**WHAT IS NEEDED:**
Report each line of the entries below that contains the word "armchair", copying every such line in full.

Entries from a point annotation set:
========================

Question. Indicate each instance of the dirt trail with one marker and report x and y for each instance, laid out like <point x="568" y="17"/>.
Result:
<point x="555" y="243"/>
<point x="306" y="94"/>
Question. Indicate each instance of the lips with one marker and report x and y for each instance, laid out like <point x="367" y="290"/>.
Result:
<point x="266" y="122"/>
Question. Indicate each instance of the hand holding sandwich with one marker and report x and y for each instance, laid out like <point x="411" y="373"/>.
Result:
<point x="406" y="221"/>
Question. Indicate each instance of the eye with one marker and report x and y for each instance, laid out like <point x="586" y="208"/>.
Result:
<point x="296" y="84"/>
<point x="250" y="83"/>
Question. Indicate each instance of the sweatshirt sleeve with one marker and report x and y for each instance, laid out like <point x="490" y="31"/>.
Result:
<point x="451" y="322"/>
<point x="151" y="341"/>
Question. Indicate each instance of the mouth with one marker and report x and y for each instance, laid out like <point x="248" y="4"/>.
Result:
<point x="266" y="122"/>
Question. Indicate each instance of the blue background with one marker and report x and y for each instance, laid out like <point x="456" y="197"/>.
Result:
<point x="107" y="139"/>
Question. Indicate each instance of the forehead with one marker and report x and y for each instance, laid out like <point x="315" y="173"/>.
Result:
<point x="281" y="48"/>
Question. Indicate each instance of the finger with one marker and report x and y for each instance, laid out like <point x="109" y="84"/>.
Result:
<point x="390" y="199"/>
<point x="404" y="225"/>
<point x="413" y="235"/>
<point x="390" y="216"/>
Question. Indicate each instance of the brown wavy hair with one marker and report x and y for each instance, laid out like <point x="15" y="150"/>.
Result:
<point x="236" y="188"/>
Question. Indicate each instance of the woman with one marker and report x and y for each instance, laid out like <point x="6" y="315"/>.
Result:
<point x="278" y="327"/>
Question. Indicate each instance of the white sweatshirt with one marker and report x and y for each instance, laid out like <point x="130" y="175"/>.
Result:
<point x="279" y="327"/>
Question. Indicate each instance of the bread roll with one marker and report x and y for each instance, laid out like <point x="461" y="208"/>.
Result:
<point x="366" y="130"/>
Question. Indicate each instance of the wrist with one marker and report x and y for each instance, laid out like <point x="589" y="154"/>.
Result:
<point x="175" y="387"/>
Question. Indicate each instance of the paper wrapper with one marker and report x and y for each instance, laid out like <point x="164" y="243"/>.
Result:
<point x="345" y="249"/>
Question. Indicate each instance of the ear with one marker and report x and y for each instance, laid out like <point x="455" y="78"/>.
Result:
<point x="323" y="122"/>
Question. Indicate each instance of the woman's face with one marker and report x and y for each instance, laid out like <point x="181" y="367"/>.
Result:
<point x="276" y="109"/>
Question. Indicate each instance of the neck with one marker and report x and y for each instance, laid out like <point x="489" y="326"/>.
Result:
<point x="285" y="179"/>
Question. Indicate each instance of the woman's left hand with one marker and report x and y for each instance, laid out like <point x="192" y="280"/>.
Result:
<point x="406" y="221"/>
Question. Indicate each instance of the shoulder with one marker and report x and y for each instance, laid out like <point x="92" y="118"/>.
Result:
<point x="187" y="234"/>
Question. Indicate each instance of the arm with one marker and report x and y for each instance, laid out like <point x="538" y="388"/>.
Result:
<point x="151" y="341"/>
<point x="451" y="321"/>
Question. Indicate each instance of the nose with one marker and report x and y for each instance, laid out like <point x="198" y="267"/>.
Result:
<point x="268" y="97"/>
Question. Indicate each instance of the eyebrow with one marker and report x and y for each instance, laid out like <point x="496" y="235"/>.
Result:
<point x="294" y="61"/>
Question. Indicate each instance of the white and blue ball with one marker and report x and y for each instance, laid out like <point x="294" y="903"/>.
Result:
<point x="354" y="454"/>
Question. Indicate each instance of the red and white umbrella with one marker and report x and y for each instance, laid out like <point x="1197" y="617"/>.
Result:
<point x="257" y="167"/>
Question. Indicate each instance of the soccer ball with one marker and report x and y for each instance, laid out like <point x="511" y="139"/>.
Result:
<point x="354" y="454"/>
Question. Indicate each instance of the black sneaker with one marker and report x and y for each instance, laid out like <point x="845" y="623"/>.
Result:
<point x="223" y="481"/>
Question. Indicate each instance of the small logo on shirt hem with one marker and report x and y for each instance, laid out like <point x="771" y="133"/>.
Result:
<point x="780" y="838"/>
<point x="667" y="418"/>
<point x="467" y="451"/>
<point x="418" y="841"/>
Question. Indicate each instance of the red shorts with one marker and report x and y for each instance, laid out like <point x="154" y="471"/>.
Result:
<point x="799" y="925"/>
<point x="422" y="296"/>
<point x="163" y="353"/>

========================

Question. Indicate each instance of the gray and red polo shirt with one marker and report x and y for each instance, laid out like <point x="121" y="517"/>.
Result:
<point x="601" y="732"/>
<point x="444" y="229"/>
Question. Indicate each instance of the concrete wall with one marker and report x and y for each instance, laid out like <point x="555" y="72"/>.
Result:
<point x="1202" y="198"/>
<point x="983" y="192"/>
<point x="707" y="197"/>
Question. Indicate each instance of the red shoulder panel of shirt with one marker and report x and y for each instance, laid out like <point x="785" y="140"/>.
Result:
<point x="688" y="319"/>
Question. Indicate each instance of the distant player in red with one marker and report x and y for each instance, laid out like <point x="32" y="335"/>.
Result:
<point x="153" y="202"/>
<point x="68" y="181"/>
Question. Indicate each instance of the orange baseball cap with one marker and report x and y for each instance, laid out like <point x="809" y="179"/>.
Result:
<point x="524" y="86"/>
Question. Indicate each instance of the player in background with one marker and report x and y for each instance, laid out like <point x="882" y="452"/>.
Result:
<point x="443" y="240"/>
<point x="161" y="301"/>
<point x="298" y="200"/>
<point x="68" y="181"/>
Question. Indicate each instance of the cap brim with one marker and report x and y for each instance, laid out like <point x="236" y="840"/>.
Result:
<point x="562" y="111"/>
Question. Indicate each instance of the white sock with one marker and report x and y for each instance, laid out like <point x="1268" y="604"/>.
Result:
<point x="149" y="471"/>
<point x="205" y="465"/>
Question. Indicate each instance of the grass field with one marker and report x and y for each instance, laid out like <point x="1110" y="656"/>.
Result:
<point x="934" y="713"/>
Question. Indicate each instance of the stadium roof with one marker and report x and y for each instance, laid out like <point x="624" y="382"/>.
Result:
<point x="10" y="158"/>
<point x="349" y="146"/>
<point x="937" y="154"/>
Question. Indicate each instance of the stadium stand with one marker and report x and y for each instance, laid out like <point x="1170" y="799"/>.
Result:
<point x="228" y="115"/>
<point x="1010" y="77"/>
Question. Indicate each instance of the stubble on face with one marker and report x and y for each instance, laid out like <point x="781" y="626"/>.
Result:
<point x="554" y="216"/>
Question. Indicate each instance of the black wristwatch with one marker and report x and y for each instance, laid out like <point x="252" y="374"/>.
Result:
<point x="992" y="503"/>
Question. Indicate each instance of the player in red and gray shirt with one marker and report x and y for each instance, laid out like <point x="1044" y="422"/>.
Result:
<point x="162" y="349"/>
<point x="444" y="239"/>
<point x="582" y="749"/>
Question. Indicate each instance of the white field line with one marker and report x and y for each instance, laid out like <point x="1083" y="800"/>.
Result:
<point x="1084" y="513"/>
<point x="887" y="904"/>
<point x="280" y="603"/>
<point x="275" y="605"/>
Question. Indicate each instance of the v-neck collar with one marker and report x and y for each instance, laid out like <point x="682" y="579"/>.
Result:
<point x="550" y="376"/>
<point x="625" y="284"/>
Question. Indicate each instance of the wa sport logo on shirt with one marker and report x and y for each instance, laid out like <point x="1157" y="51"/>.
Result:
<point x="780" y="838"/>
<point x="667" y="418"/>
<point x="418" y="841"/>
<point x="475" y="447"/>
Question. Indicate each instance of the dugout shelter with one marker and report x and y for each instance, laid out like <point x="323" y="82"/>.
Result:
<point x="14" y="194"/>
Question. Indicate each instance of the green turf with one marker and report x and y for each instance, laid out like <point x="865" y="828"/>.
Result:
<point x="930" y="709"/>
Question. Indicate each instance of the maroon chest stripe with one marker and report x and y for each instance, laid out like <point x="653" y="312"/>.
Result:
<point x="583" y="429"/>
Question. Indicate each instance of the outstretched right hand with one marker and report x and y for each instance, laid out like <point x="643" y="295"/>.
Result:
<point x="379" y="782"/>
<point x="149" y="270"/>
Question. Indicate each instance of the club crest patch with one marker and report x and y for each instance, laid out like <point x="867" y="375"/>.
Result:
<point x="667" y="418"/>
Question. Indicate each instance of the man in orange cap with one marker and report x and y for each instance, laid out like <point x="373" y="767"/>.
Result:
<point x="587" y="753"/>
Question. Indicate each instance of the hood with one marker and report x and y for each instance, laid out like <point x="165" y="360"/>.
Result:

========================

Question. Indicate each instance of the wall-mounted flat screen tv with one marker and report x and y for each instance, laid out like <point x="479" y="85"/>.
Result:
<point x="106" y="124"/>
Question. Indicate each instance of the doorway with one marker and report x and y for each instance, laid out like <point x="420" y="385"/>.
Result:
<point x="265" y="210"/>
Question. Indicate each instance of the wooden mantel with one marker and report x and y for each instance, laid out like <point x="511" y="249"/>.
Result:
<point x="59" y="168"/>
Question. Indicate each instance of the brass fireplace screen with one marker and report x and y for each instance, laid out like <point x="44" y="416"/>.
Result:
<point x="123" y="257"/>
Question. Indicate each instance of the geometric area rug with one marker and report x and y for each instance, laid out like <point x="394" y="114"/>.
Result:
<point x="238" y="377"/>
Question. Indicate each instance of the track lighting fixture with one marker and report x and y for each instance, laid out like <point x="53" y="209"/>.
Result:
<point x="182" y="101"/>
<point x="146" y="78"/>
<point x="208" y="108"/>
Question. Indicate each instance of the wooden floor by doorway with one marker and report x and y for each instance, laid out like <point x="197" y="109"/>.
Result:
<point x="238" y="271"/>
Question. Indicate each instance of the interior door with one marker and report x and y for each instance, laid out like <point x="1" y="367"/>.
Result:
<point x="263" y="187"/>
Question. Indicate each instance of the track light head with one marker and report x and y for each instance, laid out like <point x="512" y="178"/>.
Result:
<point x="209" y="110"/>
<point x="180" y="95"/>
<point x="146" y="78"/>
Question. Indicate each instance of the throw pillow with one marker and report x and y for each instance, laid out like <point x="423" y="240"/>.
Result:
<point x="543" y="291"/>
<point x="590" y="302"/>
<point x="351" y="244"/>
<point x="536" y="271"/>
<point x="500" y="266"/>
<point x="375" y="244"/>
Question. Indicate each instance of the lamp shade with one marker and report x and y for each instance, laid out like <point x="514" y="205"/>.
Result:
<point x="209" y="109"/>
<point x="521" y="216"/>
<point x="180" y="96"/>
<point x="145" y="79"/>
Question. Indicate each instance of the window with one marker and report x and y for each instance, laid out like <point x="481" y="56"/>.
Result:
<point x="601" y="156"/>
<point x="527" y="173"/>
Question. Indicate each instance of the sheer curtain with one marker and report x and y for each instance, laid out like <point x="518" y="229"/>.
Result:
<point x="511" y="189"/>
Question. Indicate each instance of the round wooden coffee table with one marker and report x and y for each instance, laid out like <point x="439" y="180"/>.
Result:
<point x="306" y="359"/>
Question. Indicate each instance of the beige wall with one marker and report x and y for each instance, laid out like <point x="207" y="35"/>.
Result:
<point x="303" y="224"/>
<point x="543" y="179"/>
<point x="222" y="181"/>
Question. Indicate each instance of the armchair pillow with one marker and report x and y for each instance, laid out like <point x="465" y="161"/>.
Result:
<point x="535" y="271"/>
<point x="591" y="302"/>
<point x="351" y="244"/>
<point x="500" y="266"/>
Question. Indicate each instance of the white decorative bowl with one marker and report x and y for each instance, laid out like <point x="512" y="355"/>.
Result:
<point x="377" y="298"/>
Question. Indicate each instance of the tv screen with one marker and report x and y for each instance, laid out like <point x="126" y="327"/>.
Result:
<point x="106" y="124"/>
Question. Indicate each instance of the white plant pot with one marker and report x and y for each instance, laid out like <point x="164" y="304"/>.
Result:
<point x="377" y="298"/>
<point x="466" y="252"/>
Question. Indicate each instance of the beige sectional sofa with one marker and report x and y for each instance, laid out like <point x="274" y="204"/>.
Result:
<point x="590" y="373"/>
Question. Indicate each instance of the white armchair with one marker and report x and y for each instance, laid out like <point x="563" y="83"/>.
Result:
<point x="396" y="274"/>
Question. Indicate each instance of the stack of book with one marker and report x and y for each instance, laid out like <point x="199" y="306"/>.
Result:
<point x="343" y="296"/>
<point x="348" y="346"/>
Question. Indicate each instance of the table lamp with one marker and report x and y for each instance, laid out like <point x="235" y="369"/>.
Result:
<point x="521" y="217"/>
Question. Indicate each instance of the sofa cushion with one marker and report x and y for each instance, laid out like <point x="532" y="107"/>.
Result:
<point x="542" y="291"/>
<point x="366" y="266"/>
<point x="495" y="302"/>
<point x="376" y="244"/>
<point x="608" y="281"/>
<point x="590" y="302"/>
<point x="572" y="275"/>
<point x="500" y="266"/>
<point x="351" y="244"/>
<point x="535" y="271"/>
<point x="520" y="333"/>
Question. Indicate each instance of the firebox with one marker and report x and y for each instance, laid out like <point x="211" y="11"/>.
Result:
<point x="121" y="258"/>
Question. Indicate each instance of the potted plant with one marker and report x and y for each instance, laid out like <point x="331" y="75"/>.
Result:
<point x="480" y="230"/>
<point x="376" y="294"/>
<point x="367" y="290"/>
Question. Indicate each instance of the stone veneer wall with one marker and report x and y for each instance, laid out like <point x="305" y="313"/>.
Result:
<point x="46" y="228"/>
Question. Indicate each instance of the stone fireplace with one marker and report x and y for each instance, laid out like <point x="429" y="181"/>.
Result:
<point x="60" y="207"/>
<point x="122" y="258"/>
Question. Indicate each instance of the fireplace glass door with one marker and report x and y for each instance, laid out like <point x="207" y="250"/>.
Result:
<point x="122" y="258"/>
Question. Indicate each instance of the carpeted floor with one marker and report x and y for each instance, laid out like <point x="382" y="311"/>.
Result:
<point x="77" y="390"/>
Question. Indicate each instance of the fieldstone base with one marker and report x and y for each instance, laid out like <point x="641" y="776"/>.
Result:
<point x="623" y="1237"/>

========================

**FINAL RESULT:**
Question. Indicate each instance of the armchair pillow with one marker and report x and y for each instance, laid out like <point x="465" y="161"/>.
Question. Indicate each instance of the white armchair with one marker and report x and y for each instance, laid out like <point x="563" y="83"/>.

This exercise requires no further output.